Task requirements = Only the text of the entries below should appear in your exact transcription; leave out every picture.

Information: Begin

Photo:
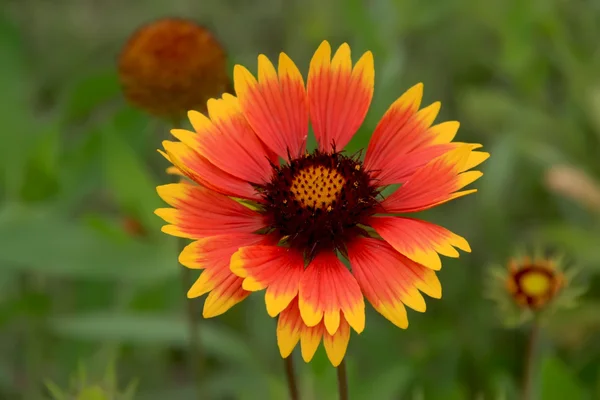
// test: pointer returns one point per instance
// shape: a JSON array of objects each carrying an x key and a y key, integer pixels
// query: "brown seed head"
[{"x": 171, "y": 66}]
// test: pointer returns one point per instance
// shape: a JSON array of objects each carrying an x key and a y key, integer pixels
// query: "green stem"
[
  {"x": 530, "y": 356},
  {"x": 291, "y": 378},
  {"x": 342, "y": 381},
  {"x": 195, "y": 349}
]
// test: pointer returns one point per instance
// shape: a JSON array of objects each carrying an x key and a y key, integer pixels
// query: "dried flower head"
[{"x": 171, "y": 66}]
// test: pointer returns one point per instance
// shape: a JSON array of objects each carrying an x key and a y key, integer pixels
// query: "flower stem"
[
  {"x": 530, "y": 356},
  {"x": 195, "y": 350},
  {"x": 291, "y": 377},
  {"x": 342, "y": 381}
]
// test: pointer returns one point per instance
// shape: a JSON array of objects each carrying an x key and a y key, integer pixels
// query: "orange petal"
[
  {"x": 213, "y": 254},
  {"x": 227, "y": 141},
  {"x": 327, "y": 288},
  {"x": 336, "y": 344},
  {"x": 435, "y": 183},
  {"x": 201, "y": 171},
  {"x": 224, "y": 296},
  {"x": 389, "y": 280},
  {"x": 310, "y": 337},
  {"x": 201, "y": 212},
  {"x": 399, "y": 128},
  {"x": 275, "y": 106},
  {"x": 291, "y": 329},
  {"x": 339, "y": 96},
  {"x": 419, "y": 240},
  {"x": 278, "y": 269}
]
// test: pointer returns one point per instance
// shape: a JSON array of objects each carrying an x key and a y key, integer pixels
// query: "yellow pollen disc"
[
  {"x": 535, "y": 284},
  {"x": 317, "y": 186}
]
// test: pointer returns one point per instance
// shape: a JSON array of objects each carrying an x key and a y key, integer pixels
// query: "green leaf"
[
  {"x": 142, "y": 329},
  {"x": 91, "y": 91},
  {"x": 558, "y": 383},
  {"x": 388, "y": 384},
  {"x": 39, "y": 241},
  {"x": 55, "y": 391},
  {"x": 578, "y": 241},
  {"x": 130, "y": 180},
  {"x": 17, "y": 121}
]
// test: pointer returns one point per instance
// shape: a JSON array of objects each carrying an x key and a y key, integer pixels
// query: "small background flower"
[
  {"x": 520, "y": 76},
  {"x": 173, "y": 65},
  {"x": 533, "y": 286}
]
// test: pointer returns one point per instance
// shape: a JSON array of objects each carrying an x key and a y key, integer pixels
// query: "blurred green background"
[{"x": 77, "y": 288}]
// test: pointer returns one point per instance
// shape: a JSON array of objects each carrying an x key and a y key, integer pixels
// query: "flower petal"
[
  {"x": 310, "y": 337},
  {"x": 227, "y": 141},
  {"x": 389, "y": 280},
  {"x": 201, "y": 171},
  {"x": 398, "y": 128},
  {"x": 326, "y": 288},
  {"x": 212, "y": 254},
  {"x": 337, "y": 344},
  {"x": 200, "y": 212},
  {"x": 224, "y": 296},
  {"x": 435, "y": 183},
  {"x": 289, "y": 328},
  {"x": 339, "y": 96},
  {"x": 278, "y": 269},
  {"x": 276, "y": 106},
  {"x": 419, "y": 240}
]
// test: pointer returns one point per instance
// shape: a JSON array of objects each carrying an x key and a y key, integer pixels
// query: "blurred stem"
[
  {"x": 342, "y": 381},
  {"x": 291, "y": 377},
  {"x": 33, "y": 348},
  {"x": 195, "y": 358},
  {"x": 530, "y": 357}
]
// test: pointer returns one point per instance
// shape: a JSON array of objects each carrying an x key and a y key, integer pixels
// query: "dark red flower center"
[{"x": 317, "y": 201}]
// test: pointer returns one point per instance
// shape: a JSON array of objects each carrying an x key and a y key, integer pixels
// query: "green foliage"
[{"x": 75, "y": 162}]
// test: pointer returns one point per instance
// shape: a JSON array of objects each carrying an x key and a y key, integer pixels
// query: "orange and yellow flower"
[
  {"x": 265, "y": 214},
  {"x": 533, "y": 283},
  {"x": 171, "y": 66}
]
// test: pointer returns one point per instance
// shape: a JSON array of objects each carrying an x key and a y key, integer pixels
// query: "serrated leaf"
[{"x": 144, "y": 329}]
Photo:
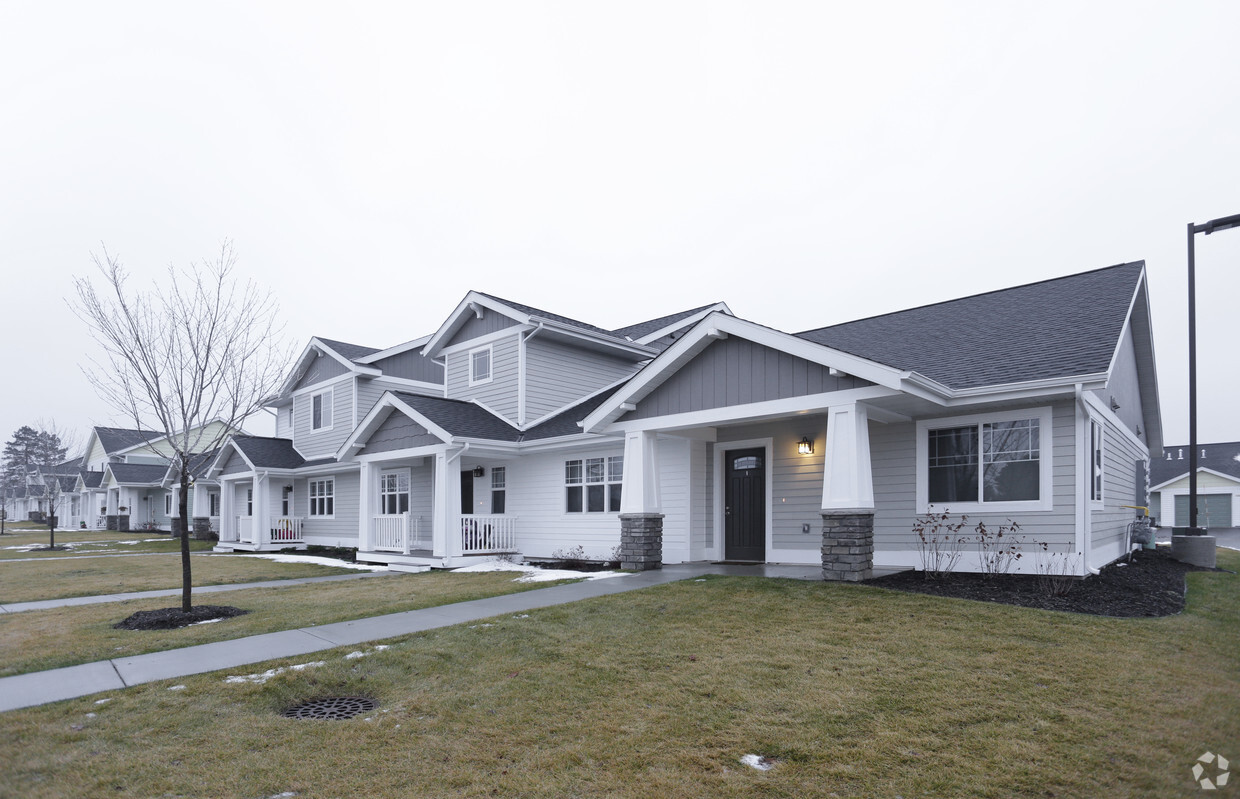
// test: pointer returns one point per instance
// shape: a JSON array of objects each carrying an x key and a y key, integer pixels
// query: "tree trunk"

Information: End

The completed task =
Photo:
// test: pointer returns one point per instance
// shape: a JSON array of objects each carrying an x key and a y key, integer pixels
// query: "brown seed head"
[{"x": 171, "y": 66}]
// test: pointer returns one point per instance
// shape: a JSON array of objects each carrying an x key and a y key, integer pixels
// query: "green stem"
[
  {"x": 530, "y": 356},
  {"x": 291, "y": 378},
  {"x": 342, "y": 381},
  {"x": 195, "y": 349}
]
// test: pointer returns one point per instance
// shape: a JSON array of objects each carrying an x key and a y key, integer pixels
// query: "dried flower head"
[{"x": 171, "y": 66}]
// test: pointer returns one point per instance
// shape: a JSON array of objects each carrying an x key and a y key, integer pixels
// query: "flower stem"
[
  {"x": 530, "y": 356},
  {"x": 195, "y": 350},
  {"x": 291, "y": 377},
  {"x": 342, "y": 381}
]
// test: pointer returns one point per instance
// shape: a JSON array of objects each carrying an x key and a y key, integer pixels
// query: "orange petal"
[
  {"x": 213, "y": 254},
  {"x": 227, "y": 141},
  {"x": 327, "y": 288},
  {"x": 336, "y": 344},
  {"x": 435, "y": 183},
  {"x": 201, "y": 171},
  {"x": 224, "y": 296},
  {"x": 389, "y": 280},
  {"x": 310, "y": 337},
  {"x": 201, "y": 212},
  {"x": 399, "y": 128},
  {"x": 275, "y": 106},
  {"x": 291, "y": 329},
  {"x": 339, "y": 96},
  {"x": 419, "y": 240},
  {"x": 278, "y": 269}
]
// test: pointer returns one point per instance
// shape: a JSON array of objects each carrying an x key and a y key, integer pixels
// query: "yellow pollen disc"
[
  {"x": 535, "y": 284},
  {"x": 317, "y": 186}
]
// test: pointer returns one point per instance
// shape: a JSON array of objects each carrying an x key and a y key, integer pixels
// query: "green leaf"
[
  {"x": 142, "y": 329},
  {"x": 91, "y": 91},
  {"x": 558, "y": 383},
  {"x": 388, "y": 384},
  {"x": 39, "y": 241},
  {"x": 55, "y": 391},
  {"x": 578, "y": 241},
  {"x": 130, "y": 180},
  {"x": 17, "y": 121}
]
// test: pointer returns one point per instance
// shape: a JSON array of objects each carrying an x key and a y key, integer pixels
// query: "small background flower"
[
  {"x": 520, "y": 76},
  {"x": 173, "y": 65},
  {"x": 533, "y": 286}
]
// test: pointer returns one point per instance
// shape: a JSON array of objects each carrying an x key and a y key, integer pixels
// query: "blurred green background"
[{"x": 77, "y": 288}]
// test: pointer returns one point per instance
// shape: a JSON array of objects each carrying an x key and a y key, integer pixels
// query: "flower petal"
[
  {"x": 310, "y": 337},
  {"x": 227, "y": 141},
  {"x": 389, "y": 280},
  {"x": 201, "y": 171},
  {"x": 398, "y": 128},
  {"x": 326, "y": 288},
  {"x": 212, "y": 254},
  {"x": 337, "y": 344},
  {"x": 200, "y": 212},
  {"x": 224, "y": 296},
  {"x": 435, "y": 183},
  {"x": 289, "y": 328},
  {"x": 339, "y": 96},
  {"x": 278, "y": 269},
  {"x": 276, "y": 106},
  {"x": 419, "y": 240}
]
// test: pointer returns one point per instance
// shape: a JSON array of objects each carrying an x key and a y key, integer pixels
// query: "blurred stem"
[
  {"x": 342, "y": 381},
  {"x": 291, "y": 377},
  {"x": 33, "y": 348},
  {"x": 195, "y": 358},
  {"x": 530, "y": 357}
]
// test: pointer returns one point per instance
// shape: a JSON array of objects each carrying an x key and a y key, integer pixels
// query: "dark red flower center"
[{"x": 317, "y": 201}]
// test: pointer returns one point per instance
// shape: a JSON array of objects each carrying an x key and a y key, integer pixels
// query: "green foliage"
[{"x": 75, "y": 162}]
// test: pointer returns one point per instance
// shape: a JSON array of objects each carrying an x key and a y key, integer pixels
// query: "orange and yellow flower"
[
  {"x": 265, "y": 214},
  {"x": 533, "y": 283},
  {"x": 171, "y": 66}
]
// test: pointer returns one point per instance
// shape: a JSON array of objects each carrying an x key and a y key, integer pixels
// query: "serrated leaf"
[{"x": 144, "y": 329}]
Photo:
// test: pointer returns one point per instance
// shape: a JSON array of objects each carrying an x key and a y key, integer pixels
// query: "tree trunk"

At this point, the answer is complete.